Alexander James Ashburner Nix

Age

42

Education

Eton, then Manchester University, where he studied history of art

Career

Nix worked as a financial analyst in Mexico and the UK before joining SCL, a strategic communications firm, in 2003. From 2007 he took over the company’s elections division, and claims to have worked on more than 40 campaigns globally. Many of SCL’s projects are secret, so that may be a low estimate. He set up Cambridge Analytica to work in America, with investment from US hedge fund billionaire Robert Mercer. He has been both hailed as a visionary – featuring on Wired’s list of “25 Geniuses who are creating the future of business” – and derided as a snake oil salesman.

* Written problem 1 *
Reproduce the listing word for word, starting at the line with "Query: smiling mouth" and ending with the last line of the listing.

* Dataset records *
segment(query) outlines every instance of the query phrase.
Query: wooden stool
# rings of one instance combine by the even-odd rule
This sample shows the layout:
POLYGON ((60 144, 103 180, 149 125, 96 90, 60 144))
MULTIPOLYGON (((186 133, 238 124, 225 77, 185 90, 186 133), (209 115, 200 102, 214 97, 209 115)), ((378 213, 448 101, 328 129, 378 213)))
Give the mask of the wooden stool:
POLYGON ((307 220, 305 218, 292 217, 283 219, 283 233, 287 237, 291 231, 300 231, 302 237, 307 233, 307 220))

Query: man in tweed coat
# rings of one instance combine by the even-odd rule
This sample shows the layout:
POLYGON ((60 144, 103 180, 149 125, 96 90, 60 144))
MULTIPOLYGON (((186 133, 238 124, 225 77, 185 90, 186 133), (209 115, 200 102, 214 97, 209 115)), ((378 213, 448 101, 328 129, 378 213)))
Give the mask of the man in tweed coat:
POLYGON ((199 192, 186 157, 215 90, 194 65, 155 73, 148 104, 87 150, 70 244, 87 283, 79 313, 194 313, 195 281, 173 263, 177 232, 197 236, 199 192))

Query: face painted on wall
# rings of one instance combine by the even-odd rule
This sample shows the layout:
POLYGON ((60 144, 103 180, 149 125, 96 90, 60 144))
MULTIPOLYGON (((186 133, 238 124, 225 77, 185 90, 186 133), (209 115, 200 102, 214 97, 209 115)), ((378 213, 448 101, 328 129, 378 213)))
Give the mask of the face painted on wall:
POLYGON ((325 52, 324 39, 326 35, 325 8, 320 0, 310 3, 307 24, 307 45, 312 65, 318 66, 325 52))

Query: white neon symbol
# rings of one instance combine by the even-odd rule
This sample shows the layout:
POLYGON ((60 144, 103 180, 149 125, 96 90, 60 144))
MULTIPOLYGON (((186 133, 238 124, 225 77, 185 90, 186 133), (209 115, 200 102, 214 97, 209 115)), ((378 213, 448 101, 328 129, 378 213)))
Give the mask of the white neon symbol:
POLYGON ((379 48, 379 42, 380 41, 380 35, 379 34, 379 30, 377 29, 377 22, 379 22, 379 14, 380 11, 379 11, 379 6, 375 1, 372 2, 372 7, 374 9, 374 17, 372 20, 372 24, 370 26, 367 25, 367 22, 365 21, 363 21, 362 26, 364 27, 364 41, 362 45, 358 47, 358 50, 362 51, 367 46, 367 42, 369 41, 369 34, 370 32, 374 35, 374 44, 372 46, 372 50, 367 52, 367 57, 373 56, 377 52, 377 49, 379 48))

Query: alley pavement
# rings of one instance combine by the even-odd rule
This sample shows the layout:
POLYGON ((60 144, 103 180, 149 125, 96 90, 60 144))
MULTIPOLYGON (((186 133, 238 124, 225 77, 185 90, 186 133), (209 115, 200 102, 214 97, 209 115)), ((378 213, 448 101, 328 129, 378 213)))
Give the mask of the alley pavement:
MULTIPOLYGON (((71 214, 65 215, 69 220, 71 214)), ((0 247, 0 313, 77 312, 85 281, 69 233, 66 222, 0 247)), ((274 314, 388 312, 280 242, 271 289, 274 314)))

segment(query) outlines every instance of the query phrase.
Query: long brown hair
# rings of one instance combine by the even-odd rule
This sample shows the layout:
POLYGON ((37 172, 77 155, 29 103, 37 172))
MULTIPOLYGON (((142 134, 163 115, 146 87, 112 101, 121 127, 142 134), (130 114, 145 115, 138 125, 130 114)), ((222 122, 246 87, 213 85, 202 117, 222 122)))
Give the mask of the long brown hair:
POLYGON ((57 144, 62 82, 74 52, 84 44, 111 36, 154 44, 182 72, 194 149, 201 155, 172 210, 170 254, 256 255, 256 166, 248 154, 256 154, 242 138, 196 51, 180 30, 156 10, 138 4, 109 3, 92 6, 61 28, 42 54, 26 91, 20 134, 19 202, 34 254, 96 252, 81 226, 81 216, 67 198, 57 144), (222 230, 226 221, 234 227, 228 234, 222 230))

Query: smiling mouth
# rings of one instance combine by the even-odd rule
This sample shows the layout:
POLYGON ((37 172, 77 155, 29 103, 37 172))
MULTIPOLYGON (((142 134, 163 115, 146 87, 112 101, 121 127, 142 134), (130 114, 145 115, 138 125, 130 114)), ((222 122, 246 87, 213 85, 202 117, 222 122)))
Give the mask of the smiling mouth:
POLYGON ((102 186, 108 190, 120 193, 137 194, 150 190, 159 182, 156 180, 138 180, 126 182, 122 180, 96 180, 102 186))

* Written problem 2 *
Summarize the profile of Alexander Nix in two sentences.

* Complete response 1 *
Query: smiling mouth
# rings of one instance combine by the even-odd rule
This sample shows the layout:
POLYGON ((37 172, 77 155, 29 103, 37 172))
MULTIPOLYGON (((142 134, 163 115, 146 87, 112 101, 121 127, 142 134), (130 114, 145 115, 138 125, 130 114)), ((222 122, 246 87, 213 85, 202 117, 222 122)))
Give the mask of the smiling mouth:
POLYGON ((102 186, 108 190, 120 193, 137 194, 150 190, 159 182, 156 180, 138 180, 126 182, 122 180, 96 180, 102 186))

* Complete response 2 *
Alexander Nix, 42, studied at Eton and then history of art at Manchester University, and he worked as a financial analyst in Mexico and the UK before joining the strategic communications firm SCL in 2003. He took over SCL's elections division in 2007, claims to have worked on more than 40 campaigns globally, and set up Cambridge Analytica in America with investment from Robert Mercer; he has been both hailed as a visionary and derided as a snake oil salesman.